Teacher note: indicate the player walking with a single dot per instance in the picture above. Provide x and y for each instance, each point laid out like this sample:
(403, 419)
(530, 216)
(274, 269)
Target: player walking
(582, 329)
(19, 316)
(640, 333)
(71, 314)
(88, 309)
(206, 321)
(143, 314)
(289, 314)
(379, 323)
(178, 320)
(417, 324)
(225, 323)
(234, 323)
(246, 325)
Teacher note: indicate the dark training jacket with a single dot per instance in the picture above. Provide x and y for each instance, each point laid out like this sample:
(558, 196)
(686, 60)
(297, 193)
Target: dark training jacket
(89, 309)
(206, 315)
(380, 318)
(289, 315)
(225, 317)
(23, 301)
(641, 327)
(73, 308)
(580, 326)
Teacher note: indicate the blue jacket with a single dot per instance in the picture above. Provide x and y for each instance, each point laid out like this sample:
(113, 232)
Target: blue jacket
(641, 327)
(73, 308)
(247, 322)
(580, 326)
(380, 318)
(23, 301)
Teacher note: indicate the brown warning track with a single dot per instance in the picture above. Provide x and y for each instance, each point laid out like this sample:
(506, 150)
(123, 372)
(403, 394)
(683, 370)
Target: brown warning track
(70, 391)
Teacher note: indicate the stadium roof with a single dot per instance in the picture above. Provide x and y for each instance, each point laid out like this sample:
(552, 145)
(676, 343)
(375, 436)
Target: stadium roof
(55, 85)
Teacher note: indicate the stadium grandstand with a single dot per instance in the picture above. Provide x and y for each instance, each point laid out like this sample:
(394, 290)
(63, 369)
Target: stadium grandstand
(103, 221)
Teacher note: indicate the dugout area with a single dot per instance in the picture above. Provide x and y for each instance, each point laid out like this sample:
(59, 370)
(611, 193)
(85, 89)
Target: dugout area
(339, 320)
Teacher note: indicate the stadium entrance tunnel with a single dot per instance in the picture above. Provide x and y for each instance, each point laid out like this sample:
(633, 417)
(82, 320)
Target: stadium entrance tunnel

- _Goal_:
Output the whole listing above again, word for word.

- _Result_:
Teacher note: indicate the player walking with a single dot per instance in the picture above. Provide x and y for each instance, each point laid out like this sample:
(403, 419)
(530, 216)
(274, 269)
Target: player walking
(582, 329)
(19, 316)
(640, 333)
(71, 314)
(88, 309)
(206, 321)
(143, 314)
(289, 314)
(379, 323)
(178, 320)
(417, 324)
(225, 323)
(234, 323)
(246, 325)
Teacher note: indicate the dark training jacket with a single dot per instance in the picture above. Provide x and y for each instance, each point laid out like this sample:
(558, 196)
(686, 60)
(297, 193)
Target: dark training jacket
(89, 309)
(206, 315)
(380, 318)
(289, 315)
(225, 317)
(23, 301)
(641, 327)
(73, 308)
(580, 326)
Teacher note: indicate the blue jacket with a single dot per instance in the picture above. Provide x and y for each instance, each point laid out like this sample:
(113, 232)
Target: blue jacket
(641, 327)
(73, 308)
(247, 322)
(580, 326)
(380, 318)
(23, 301)
Teacher note: indicate the brown warning track with a single dot per instance in the picture above. Provide x and y for each instance, each point laid out like this sample:
(506, 150)
(123, 372)
(403, 394)
(683, 370)
Target: brown warning track
(70, 391)
Teacher note: indicate the stadium roof with a single dot per instance in the picture above. Provide x and y for each instance, each point laid out like this sample:
(552, 145)
(676, 343)
(375, 436)
Target: stadium roof
(55, 85)
Teacher note: indicate the stadium grandstand with a single dot per instance in the picture above. Provide x and y for each instance, each point laid out like this sample:
(394, 290)
(63, 369)
Target: stadium grandstand
(103, 221)
Teacher note: indicate the dugout area with a single dot per instance in the picture above. Provide x and y for each instance, each point laid out like this sample:
(59, 370)
(611, 193)
(85, 89)
Target: dugout area
(339, 320)
Teacher note: indicate the stadium entrance tunnel with a single dot per instance in the picture above. Provide x and y for each instance, each point laid out like this sample:
(633, 417)
(82, 320)
Target: stadium entrance tunnel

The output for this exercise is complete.